┌────────
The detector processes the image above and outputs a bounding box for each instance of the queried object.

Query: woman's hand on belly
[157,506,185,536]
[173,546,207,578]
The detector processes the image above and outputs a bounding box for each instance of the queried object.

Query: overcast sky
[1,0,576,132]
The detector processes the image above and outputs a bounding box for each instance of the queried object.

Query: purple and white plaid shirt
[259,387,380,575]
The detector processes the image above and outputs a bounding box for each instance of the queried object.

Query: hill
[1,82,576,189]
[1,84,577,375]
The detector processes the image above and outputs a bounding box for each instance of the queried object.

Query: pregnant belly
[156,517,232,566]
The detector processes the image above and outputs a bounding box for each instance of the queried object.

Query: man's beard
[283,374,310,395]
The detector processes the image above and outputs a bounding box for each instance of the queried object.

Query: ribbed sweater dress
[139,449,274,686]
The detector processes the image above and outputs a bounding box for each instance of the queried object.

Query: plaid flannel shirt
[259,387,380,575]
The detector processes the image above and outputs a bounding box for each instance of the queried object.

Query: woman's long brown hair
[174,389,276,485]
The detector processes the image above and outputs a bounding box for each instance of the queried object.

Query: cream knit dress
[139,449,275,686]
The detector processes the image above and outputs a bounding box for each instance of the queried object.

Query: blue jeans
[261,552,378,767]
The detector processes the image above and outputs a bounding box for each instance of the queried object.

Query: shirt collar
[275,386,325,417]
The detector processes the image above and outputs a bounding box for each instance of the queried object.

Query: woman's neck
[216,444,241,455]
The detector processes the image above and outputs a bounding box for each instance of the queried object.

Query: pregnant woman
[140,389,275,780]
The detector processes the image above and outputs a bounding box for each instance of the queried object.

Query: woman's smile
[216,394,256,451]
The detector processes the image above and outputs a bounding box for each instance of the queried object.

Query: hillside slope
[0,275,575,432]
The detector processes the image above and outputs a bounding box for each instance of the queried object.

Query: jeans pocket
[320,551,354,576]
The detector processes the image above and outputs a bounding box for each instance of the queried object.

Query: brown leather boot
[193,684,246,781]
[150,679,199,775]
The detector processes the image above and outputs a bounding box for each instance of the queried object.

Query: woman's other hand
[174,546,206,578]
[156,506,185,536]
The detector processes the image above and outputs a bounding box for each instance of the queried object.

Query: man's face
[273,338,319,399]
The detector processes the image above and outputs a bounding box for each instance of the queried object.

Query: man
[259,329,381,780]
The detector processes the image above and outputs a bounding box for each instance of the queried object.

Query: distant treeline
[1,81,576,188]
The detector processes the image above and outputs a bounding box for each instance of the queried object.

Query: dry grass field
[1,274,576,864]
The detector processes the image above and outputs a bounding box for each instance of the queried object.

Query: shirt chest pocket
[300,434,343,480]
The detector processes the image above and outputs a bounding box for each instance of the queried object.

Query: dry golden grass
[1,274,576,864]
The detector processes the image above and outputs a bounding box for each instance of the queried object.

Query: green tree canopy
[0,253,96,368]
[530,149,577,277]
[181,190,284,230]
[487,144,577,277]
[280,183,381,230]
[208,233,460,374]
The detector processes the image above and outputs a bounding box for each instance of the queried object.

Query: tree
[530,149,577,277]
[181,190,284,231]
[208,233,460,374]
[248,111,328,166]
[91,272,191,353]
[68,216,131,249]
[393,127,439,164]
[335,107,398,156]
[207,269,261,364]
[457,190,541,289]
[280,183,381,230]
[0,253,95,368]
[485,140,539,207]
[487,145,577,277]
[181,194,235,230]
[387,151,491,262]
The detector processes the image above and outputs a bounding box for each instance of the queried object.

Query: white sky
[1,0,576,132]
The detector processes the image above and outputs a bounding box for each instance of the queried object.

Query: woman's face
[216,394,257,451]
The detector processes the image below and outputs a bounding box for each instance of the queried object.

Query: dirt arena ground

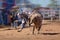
[0,20,60,40]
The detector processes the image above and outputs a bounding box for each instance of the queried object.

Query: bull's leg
[37,25,41,34]
[28,18,31,27]
[29,19,30,26]
[32,26,35,34]
[14,21,17,29]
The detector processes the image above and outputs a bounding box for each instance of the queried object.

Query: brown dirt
[0,20,60,40]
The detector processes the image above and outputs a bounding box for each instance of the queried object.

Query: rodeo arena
[0,0,60,40]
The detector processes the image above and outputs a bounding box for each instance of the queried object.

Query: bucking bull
[29,10,43,34]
└────────
Now reproduce all of the entries precisely, with no pictures in the copy.

▶ [SOLUTION TO THIS EXERCISE]:
The detector processes the image above and outputs a bounding box for each instance of the queried object.

Query: woman's hand on belly
[157,506,185,536]
[173,546,207,578]
The detector processes the image above and outputs a bounding box for each instance of the queried object.

Query: overcast sky
[1,0,576,132]
The detector processes the image above and outputs a bounding box for each instance of the queried object.

Query: purple and white plaid shirt
[259,387,380,575]
The detector processes the image above and outputs a bounding box for each instance of the queried object.

Query: hill
[1,82,576,189]
[1,84,577,375]
The detector processes the image above and outputs a bounding box for each instance of the queried object.

Query: pregnant belly
[156,517,232,566]
The detector processes the image above and outputs a bounding box for each instance of the queried object.

Query: man's beard
[283,374,310,395]
The detector processes the image above and outputs a bounding box for each instance of the queried object.

Query: ribbed sweater dress
[139,449,274,686]
The detector processes the image above and outputs a bounding box for each instance of the queried object.

Query: plaid flannel shirt
[259,387,380,575]
The detector processes the image above and outputs a bounding box for each instance of the queried object.

Query: woman's long brown hair
[174,389,276,485]
The detector processes the image above and outputs a bounding box for each instance of the queried object.

Query: cream knit dress
[139,449,275,686]
The detector processes the image above and outputs a bounding box for each instance of the queried object.

Query: blue jeans
[261,552,378,767]
The detector processes the image above and outputs a bounding box for each instance of the queried object.

Query: shirt collar
[275,386,325,417]
The detector processes the image above and outputs a bounding box for each instance of the queried object.

Query: woman's neck
[216,444,241,455]
The detector processes the image above and outputs a bounding box for each instance of the queried object.

Query: pregnant woman
[140,389,275,780]
The detector processes the image above and outputs a bounding box for each instance of the queried object.

Query: woman's smile
[216,394,256,451]
The detector processes the image above and outputs a bounding box for each instance of the queried object.

Query: hillside slope
[0,275,575,432]
The detector processes the image above and outputs a bounding box for each instance of the queried object.

Query: jeans pocket
[320,551,354,576]
The detector processes the image above and outputs a bounding box for each instance of the queried object.

Query: brown leather boot
[193,684,246,781]
[150,679,199,775]
The detector processes the image above and outputs a bounding box for each instance of the queried object.

Query: woman's other hand
[174,546,206,578]
[156,506,185,536]
The detector processes the image above and outputs a bounding box for each instance of the queried object.

Query: man's face
[273,338,319,399]
The detector processes the image above and outputs a bounding box for each instance of the queried object.

Query: man
[259,329,381,780]
The detector processes the image above and outputs a bounding box for each instance of the queried object.

Query: distant treeline
[1,81,576,188]
The detector processes the image above and outputs a bounding box for each instance of the queried object.

Query: dry grass field
[1,274,576,864]
The detector processes the image above and outputs a bounding box for each instance of the queried object.

Query: shirt chest pocket
[300,434,343,480]
The detector processes the image above and outputs a bounding box for each instance of the queried object.

Query: dry golden grass
[1,274,576,864]
The detector processes the image above and outputs a bounding box for each instance of the queried object.

Query: green tree canopy
[0,253,96,368]
[530,149,577,277]
[181,190,284,230]
[487,144,577,277]
[280,183,381,230]
[208,233,460,374]
The detector processes the image above and outputs a bounding box for each instance of the queried object.

Query: tree
[530,149,577,277]
[181,190,284,231]
[208,233,460,374]
[248,111,328,166]
[91,272,191,353]
[68,216,131,249]
[393,127,439,164]
[335,107,398,156]
[207,269,261,364]
[457,190,541,289]
[280,183,381,230]
[0,253,95,368]
[485,140,539,207]
[487,145,577,277]
[181,194,235,230]
[387,151,491,262]
The detector processes the image above and outputs a bounding box for each instance of the queried object.

Query: white sky
[1,0,576,132]
The detector processes the image above and outputs a bounding box for each instance of the queried object.

Query: woman's face
[216,394,257,451]
The detector processes the image below and outputs a bounding box for each instance of the queried object.

Query: dirt arena ground

[0,20,60,40]
The detector processes the image above and outputs a bounding box for each instance of the queried object.

Query: bull's leg
[37,25,41,34]
[28,18,31,27]
[29,19,30,26]
[32,26,35,34]
[14,21,17,29]
The detector processes the image above and outputs a bounding box for each instance of the queried object.

Query: brown dirt
[0,20,60,40]
The detector processes the image above and outputs a bounding box for each instance of the queried object.

Query: rodeo arena
[0,0,60,40]
The detector processes the image above and outputs a bounding box for each instance of the queried object.

Query: bucking bull
[29,10,43,34]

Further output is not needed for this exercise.